GOAL
The lines to be set down run from the line containing "Reviewer note: check that each instance of the wooden fence post" through the final line of the data below; print them exactly and print nothing else.

[Location annotation dataset excerpts]
--- Start ---

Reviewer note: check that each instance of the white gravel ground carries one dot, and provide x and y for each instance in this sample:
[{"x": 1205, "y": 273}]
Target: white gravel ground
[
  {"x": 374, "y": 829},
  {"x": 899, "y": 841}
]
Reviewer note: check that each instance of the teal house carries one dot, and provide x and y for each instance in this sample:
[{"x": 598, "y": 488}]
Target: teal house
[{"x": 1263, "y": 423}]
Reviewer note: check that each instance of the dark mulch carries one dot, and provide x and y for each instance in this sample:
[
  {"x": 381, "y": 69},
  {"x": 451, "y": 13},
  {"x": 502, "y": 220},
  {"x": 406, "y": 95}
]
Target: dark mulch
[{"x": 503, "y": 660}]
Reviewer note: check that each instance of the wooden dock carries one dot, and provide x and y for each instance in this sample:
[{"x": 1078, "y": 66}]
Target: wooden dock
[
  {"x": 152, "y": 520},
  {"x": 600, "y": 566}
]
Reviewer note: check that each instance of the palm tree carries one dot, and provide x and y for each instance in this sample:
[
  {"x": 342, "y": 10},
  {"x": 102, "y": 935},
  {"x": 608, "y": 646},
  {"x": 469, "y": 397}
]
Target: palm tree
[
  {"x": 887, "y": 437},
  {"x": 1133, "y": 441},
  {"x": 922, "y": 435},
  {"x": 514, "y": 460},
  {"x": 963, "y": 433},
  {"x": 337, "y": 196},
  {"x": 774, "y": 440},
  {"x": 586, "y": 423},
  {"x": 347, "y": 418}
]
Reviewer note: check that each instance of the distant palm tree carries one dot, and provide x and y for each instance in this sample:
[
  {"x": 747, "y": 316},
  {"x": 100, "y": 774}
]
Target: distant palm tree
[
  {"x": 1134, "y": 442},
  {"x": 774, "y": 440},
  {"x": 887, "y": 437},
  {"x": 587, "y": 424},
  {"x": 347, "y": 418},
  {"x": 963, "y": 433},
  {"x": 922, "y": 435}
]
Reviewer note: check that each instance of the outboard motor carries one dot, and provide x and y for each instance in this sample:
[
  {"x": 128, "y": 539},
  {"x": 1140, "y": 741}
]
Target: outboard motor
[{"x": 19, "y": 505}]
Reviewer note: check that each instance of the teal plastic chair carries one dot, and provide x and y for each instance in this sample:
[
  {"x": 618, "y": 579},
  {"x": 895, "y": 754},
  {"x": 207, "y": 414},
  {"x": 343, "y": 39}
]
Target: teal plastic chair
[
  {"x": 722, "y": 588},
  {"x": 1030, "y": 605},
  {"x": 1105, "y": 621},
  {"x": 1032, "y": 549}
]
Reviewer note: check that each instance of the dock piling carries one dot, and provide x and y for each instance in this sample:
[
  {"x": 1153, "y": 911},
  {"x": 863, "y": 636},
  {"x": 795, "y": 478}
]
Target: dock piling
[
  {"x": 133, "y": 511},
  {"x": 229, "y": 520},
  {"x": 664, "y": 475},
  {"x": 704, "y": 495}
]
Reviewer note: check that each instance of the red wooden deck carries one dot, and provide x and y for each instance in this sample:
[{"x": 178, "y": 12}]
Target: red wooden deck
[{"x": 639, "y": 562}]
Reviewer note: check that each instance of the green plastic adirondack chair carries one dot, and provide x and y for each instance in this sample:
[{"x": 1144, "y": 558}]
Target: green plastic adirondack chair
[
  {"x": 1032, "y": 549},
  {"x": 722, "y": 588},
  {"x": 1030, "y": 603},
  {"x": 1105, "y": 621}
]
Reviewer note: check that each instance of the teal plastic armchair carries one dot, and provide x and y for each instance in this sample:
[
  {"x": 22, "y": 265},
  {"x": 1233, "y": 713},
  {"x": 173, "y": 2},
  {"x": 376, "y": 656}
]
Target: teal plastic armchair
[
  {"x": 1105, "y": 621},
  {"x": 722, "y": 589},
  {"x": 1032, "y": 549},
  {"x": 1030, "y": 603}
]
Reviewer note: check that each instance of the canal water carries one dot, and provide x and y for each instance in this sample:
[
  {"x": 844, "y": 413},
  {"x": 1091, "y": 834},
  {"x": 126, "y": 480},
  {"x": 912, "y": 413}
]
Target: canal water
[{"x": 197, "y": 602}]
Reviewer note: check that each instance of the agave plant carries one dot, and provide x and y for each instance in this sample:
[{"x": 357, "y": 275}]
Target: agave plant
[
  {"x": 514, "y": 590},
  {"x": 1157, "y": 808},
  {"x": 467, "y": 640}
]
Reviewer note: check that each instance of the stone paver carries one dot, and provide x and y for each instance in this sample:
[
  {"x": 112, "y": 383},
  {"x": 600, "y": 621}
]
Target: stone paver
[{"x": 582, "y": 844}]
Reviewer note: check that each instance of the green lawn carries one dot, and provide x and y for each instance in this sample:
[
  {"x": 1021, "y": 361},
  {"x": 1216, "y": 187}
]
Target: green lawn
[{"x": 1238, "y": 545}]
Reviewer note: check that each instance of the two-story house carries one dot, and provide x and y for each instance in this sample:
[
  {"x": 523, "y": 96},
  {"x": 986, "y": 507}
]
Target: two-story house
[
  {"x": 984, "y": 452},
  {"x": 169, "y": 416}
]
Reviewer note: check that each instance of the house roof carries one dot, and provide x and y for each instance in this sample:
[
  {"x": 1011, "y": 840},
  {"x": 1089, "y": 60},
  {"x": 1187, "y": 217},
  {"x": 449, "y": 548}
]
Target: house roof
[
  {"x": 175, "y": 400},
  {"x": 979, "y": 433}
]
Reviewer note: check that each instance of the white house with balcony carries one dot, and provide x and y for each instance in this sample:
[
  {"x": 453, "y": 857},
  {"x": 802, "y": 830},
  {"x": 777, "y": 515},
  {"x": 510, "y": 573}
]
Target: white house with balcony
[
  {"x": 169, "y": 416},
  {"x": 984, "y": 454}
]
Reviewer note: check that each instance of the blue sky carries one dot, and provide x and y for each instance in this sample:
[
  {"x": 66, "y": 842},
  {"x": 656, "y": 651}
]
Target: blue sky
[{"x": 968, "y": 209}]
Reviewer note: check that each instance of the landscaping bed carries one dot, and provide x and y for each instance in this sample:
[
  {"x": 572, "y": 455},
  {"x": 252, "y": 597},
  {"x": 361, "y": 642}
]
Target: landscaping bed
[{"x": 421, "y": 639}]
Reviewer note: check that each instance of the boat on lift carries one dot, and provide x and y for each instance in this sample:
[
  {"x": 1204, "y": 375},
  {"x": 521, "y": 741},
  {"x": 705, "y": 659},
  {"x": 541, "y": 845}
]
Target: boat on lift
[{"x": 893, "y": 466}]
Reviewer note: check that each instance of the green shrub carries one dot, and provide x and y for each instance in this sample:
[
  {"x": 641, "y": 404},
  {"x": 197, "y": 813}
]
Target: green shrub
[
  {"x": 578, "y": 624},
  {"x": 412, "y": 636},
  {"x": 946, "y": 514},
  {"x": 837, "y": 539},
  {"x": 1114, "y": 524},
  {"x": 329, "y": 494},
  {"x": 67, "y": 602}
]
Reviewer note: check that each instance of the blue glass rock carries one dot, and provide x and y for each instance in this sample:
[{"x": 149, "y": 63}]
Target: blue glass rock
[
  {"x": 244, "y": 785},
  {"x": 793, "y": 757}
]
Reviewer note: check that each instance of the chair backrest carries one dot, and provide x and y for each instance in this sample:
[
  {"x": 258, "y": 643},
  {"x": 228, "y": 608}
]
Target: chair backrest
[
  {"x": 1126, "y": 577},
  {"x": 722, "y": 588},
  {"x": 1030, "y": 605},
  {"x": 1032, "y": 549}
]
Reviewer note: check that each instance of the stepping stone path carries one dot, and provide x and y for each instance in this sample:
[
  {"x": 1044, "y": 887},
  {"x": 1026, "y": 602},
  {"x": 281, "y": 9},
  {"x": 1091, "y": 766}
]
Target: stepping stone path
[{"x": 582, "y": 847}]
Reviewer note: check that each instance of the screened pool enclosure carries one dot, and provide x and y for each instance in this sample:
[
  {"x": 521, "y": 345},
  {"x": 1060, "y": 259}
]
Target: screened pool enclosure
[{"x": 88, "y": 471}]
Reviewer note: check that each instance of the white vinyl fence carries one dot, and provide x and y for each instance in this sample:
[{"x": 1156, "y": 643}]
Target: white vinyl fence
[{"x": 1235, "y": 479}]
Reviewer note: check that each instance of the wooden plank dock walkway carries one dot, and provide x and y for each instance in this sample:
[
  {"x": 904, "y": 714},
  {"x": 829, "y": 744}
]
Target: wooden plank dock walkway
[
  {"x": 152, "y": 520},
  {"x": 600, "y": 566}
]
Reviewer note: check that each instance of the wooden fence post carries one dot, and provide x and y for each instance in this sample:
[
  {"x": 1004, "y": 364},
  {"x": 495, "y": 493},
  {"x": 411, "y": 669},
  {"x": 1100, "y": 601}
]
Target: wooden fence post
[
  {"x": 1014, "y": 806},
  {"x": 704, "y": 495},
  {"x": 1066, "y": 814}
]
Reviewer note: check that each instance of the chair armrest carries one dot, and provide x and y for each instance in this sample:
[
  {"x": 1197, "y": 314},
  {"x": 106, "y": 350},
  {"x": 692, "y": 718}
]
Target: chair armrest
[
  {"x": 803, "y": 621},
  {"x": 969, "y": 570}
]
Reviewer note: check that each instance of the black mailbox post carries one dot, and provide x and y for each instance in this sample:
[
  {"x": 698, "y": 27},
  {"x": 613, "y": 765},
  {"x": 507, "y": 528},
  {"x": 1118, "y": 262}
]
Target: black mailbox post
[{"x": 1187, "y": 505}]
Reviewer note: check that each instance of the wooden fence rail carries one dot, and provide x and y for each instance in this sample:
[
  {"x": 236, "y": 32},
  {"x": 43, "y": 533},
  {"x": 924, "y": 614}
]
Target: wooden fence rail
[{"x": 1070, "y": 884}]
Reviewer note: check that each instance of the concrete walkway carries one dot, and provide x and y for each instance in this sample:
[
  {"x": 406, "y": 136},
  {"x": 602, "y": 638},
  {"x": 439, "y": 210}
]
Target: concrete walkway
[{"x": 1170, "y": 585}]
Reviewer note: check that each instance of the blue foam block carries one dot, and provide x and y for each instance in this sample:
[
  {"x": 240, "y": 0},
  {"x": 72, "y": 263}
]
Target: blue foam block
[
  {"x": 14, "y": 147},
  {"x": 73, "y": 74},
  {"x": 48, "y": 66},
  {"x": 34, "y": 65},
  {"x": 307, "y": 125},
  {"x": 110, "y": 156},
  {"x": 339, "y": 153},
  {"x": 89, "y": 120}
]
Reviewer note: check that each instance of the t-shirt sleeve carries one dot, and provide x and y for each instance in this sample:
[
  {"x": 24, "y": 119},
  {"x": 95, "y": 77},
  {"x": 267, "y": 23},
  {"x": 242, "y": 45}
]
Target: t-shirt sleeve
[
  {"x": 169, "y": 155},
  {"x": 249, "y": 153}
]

--- End ---

THE OUTPUT
Reviewer note: check that each instance of the wooden fence post carries one dot, and provide x and y for each instance in this sample:
[
  {"x": 1004, "y": 364},
  {"x": 495, "y": 493},
  {"x": 411, "y": 669},
  {"x": 1100, "y": 601}
]
Target: wooden fence post
[
  {"x": 1014, "y": 806},
  {"x": 704, "y": 495},
  {"x": 1066, "y": 814}
]
Reviewer note: check that each instance of the chair armrest carries one dot, and provide x and y for each instance in this sample:
[
  {"x": 1197, "y": 314},
  {"x": 106, "y": 350},
  {"x": 692, "y": 718}
]
Target: chair armrest
[
  {"x": 803, "y": 621},
  {"x": 969, "y": 570}
]
Reviewer note: check that each instance of the black mailbox post carries one dot, and provide x and y for each instance in this sample:
[
  {"x": 698, "y": 27},
  {"x": 613, "y": 765},
  {"x": 507, "y": 528},
  {"x": 1118, "y": 262}
]
Target: black mailbox post
[{"x": 1187, "y": 505}]
Reviewer note: check that each instance of the wooden fence rail carries one dot, and provide x and y for each instance in this sample:
[
  {"x": 236, "y": 32},
  {"x": 43, "y": 533},
  {"x": 924, "y": 614}
]
Target: wooden fence rail
[{"x": 1070, "y": 884}]
Reviewer note: check that each instance of the concrete walkway carries one dot, and provide x and y for each instance in this sample:
[
  {"x": 406, "y": 136},
  {"x": 602, "y": 638},
  {"x": 439, "y": 210}
]
Target: concrete walkway
[{"x": 1170, "y": 585}]
Reviewer note: check that each instance of the blue foam block carries one dot, and provide x and y for each instance in this sample:
[
  {"x": 240, "y": 0},
  {"x": 72, "y": 263}
]
Target: blue foam block
[
  {"x": 14, "y": 147},
  {"x": 73, "y": 74},
  {"x": 48, "y": 66},
  {"x": 34, "y": 65},
  {"x": 307, "y": 125},
  {"x": 110, "y": 156},
  {"x": 339, "y": 153},
  {"x": 89, "y": 120}
]
Reviewer note: check that each instance of the t-shirt sleeve carries one dot, and provide x and y for each instance in this sample:
[
  {"x": 24, "y": 119},
  {"x": 95, "y": 77},
  {"x": 267, "y": 23},
  {"x": 242, "y": 45}
]
Target: t-shirt sleeve
[
  {"x": 169, "y": 155},
  {"x": 249, "y": 153}
]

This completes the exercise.